* Brief:
State how many lines of the items below contain the word "wildlife". Give the number alone.
>> start
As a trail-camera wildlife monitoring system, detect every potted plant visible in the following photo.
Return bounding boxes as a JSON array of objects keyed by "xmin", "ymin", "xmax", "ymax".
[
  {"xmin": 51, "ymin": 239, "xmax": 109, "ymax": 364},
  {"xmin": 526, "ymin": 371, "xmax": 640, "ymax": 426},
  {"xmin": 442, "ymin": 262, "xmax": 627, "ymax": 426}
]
>> end
>> start
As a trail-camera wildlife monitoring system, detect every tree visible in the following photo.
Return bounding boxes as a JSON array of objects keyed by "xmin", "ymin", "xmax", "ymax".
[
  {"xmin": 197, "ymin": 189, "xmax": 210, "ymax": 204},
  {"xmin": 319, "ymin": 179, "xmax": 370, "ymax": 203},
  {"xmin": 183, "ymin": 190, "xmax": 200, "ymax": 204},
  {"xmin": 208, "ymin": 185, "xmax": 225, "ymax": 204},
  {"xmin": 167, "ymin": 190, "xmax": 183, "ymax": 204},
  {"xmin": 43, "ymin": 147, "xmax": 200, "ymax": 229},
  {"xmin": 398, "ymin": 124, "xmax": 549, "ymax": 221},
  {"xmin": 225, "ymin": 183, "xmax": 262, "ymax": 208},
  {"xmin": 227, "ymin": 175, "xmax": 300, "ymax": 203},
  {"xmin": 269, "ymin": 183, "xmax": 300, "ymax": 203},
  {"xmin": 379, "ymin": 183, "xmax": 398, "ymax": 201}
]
>> end
* The result:
2